(What is expected): Render the listing below as a CSV with two columns, text and answer. Each row pairs one wording with the points that follow it, with each value in a single quoted field, line breaks replaced by spaces, and the pictures left out.

(Entries supplied):

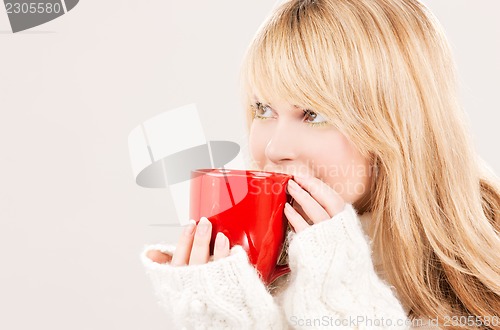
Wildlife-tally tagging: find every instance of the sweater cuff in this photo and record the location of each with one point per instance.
(222, 293)
(331, 247)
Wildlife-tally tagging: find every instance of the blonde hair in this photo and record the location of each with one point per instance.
(381, 71)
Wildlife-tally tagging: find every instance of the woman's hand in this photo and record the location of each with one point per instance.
(318, 201)
(193, 247)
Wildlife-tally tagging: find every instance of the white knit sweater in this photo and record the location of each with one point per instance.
(333, 284)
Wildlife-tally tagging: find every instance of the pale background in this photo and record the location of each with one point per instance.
(72, 220)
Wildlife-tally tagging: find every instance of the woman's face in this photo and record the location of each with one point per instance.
(288, 139)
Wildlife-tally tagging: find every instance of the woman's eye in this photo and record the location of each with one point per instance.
(313, 117)
(263, 111)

(Completed task):
text,answer
"Wildlife-tally tagging: find every instance of the sweater cuff in this photo and record the location of each with one point per instance.","(222, 293) (331, 247)"
"Wildlife-tally tagging: find every instance of the blonde hair in this photo and record the location of each with one point per instance.","(381, 71)"
"Wildlife-tally tagging: find every instance of the woman's hand in this photo and record the location of each with one point per instance.","(318, 201) (193, 247)"
"Wildlife-tally tagging: find every instance of the white knit sweater in this photo and record the location of each with one point per instance.","(333, 284)"
"Wildlife-tally tagging: find every instance of the pale background in this photo and record the location of each with one point per instance.","(72, 220)"
"Wildlife-tally tagging: find every instance of the woman's face in this photo and record the location of each with one point per instance.","(288, 139)"
"Wildlife-tally tagging: find every instance of the woman's eye in this photo and record the location of each with one point per instance.","(313, 117) (263, 111)"